### [WHAT THIS TASK INVOLVES]
Below are some entries. Count how many of their lines include "sunlit", then give that number only.

-.-.-

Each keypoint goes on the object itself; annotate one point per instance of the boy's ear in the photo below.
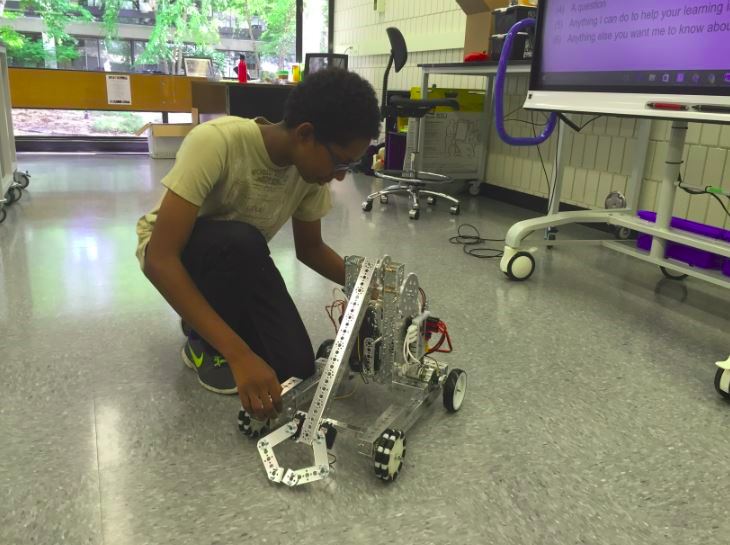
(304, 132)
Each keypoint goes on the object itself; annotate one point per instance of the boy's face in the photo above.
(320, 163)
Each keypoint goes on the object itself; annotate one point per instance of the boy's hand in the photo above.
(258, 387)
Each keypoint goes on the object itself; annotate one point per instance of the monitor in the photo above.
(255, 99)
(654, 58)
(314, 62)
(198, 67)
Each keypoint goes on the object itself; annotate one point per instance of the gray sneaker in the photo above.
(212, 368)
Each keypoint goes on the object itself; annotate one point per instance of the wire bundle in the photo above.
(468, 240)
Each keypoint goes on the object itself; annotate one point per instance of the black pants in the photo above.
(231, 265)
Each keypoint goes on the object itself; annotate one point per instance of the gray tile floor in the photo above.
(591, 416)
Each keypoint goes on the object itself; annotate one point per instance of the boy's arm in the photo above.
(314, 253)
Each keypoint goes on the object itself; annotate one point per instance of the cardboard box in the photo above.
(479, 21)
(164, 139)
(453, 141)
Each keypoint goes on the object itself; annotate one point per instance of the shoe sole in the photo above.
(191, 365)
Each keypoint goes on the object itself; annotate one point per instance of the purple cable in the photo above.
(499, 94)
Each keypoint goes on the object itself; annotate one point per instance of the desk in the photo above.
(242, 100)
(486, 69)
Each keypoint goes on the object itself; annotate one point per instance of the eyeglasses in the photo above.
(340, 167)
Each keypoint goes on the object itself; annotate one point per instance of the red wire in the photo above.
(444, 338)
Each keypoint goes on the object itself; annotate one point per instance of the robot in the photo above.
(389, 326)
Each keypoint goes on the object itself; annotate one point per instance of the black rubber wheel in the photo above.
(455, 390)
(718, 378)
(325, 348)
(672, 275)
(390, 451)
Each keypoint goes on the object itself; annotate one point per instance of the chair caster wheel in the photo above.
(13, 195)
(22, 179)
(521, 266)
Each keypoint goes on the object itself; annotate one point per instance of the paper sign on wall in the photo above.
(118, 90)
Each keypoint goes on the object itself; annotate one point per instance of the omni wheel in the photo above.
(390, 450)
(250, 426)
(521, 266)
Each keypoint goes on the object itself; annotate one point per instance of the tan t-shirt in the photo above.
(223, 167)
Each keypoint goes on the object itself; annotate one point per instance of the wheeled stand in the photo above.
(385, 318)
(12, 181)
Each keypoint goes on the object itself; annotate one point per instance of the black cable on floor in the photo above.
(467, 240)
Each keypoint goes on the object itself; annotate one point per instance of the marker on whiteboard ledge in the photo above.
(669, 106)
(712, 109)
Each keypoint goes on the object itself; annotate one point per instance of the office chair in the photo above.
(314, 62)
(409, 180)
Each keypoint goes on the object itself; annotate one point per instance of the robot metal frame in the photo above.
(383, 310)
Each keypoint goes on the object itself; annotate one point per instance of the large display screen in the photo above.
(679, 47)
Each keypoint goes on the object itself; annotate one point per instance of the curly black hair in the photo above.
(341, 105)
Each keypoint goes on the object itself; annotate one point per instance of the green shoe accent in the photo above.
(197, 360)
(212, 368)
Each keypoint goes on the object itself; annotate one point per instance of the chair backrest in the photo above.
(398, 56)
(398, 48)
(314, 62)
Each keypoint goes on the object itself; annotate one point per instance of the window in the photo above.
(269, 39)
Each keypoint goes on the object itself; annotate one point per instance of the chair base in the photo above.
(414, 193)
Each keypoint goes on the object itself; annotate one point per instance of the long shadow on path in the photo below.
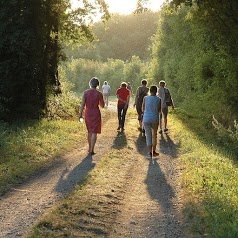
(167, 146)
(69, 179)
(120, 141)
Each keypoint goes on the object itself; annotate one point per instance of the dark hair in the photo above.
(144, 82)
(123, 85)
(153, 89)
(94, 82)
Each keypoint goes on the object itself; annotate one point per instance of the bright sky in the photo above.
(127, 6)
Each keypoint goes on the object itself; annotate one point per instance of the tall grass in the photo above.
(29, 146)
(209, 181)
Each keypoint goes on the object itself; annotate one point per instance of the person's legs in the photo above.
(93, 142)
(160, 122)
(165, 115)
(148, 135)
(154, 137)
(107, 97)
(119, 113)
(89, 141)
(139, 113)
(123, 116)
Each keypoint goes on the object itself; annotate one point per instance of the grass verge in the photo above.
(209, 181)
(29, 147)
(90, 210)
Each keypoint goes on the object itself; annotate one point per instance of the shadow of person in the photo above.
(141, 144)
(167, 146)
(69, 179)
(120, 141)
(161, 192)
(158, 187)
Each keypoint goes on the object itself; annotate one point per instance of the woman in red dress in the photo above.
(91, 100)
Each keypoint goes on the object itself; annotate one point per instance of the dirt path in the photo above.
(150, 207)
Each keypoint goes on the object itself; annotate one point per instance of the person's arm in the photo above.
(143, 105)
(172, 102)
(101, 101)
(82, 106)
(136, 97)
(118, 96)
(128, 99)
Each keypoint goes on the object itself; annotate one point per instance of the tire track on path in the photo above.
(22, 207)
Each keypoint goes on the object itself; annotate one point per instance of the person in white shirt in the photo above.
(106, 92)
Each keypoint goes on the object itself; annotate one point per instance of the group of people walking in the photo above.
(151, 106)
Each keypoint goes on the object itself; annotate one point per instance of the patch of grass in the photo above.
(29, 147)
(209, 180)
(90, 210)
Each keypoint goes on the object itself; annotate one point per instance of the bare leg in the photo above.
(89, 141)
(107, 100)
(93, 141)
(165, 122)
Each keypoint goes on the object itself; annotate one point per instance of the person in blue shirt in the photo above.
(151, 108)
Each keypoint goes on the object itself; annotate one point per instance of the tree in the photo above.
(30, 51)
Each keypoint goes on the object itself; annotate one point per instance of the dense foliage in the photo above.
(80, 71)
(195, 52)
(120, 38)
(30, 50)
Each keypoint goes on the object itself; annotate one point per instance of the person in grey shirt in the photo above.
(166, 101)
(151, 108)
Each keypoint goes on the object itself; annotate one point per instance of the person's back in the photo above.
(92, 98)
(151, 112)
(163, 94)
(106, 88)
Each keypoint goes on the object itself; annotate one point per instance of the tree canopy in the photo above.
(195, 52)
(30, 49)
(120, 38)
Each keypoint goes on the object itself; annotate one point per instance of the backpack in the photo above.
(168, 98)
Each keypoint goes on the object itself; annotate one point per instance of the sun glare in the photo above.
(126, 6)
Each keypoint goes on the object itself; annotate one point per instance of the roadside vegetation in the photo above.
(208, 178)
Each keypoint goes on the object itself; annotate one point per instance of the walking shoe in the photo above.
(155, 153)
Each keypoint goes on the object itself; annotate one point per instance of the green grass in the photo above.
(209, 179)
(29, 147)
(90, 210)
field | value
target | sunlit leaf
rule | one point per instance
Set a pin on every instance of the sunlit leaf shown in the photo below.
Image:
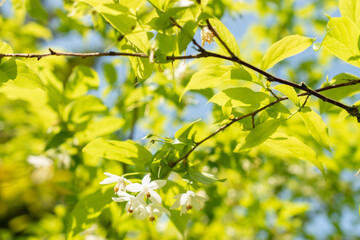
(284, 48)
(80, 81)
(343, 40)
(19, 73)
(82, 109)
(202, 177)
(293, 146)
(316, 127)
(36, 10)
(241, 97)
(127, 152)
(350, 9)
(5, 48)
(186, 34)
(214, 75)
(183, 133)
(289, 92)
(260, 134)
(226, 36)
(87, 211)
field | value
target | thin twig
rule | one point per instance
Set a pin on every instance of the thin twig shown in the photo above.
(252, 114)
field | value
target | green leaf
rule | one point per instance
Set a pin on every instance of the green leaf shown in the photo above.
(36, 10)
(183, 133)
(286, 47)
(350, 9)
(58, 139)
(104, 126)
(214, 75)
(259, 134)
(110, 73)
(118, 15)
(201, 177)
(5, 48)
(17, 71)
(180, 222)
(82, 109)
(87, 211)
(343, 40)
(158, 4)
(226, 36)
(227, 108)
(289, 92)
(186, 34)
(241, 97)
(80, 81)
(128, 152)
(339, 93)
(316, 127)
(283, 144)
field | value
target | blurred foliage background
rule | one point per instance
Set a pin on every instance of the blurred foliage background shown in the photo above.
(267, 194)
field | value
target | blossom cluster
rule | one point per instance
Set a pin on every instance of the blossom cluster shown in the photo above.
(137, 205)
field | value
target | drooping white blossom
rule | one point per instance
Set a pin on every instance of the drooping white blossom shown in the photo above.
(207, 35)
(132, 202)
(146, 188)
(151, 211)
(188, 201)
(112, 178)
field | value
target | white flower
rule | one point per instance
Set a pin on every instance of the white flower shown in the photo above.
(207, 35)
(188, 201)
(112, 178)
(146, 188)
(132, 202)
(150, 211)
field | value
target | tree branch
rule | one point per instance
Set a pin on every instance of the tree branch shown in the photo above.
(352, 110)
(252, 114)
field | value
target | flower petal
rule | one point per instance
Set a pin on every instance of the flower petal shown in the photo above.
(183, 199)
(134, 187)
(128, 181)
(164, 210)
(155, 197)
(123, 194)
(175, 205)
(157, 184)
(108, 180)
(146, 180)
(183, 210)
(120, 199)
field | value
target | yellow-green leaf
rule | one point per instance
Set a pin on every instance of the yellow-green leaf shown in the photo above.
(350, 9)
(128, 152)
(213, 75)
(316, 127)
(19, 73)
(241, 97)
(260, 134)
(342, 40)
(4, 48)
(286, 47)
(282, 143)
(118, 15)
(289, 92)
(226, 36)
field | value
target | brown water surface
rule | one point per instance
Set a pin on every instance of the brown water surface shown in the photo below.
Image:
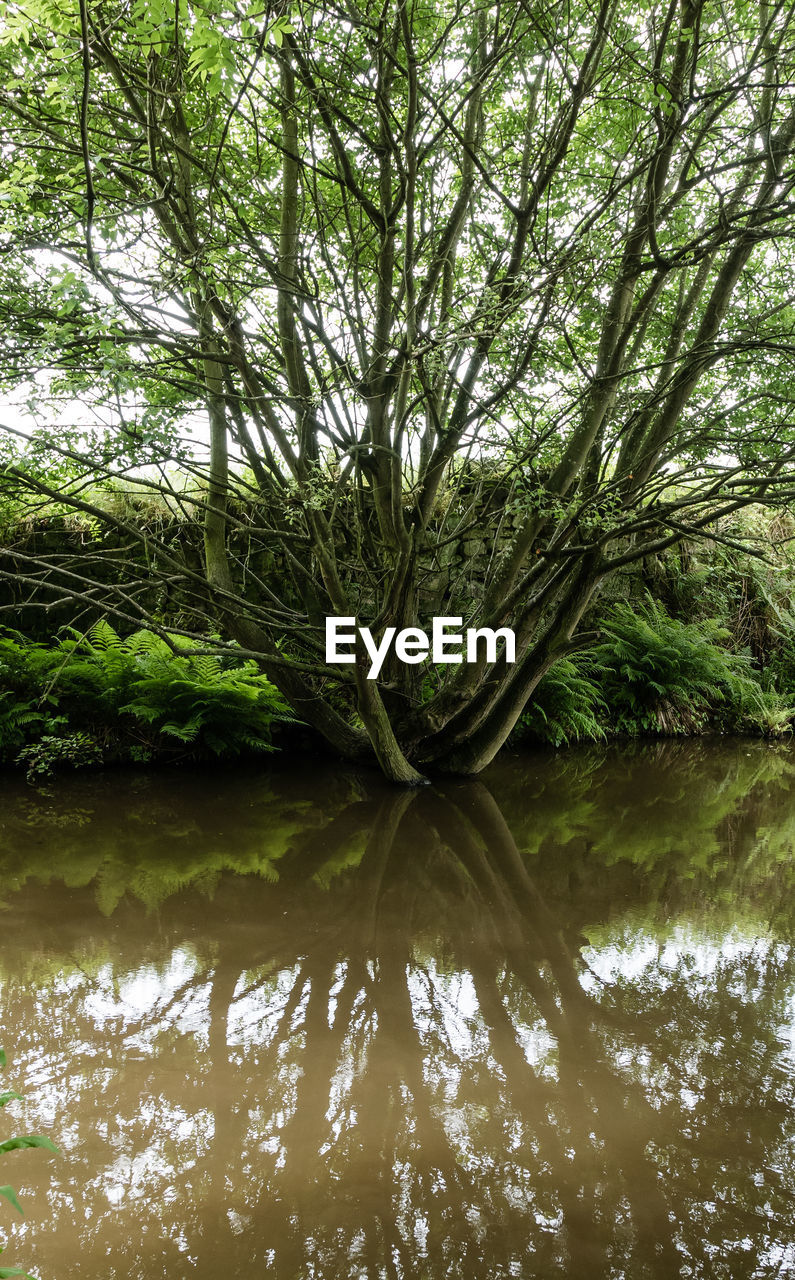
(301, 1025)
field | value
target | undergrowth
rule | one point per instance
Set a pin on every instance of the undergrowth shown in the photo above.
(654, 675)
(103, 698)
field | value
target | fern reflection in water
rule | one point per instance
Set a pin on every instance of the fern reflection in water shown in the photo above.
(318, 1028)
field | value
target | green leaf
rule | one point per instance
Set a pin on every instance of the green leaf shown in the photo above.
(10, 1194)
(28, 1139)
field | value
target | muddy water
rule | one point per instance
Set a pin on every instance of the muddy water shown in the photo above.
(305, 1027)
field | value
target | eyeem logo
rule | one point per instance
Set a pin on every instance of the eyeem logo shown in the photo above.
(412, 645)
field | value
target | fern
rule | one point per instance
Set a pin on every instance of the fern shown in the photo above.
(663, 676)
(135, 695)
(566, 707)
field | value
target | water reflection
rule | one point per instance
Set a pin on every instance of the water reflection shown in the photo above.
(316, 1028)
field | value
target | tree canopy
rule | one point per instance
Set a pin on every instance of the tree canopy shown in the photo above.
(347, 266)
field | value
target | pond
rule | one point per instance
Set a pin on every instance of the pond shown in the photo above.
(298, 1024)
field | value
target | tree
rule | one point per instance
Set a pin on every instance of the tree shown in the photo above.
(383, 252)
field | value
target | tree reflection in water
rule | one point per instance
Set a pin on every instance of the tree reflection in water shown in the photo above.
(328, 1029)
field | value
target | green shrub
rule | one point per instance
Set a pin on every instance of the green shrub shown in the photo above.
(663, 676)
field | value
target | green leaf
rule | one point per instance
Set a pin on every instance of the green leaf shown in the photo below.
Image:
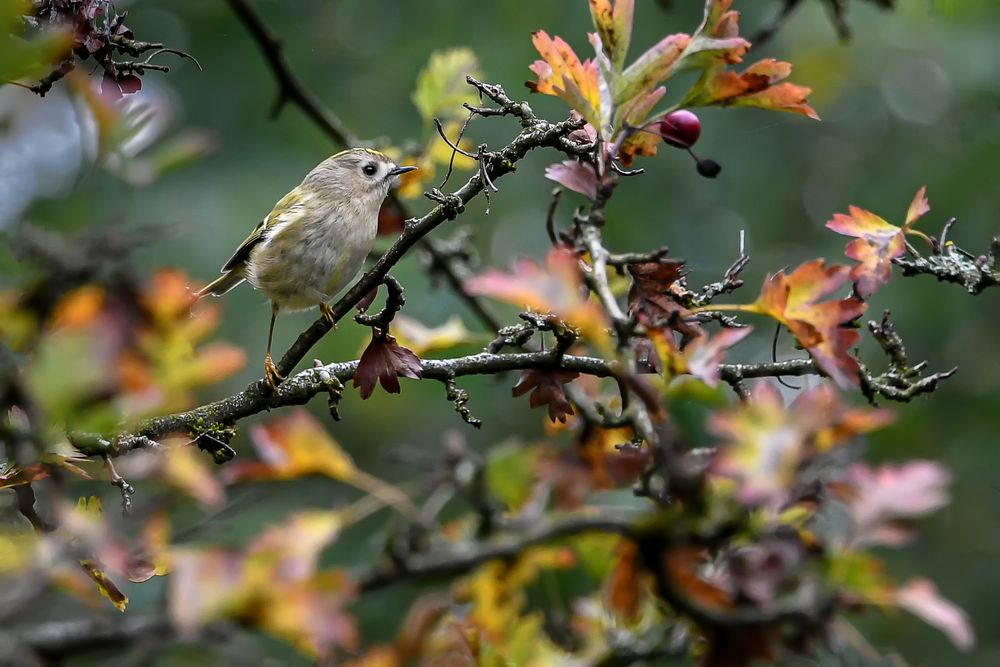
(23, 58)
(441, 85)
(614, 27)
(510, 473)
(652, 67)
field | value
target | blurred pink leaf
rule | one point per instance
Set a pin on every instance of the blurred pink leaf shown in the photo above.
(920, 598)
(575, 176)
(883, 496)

-.-.-

### [TASK RESPONSE]
2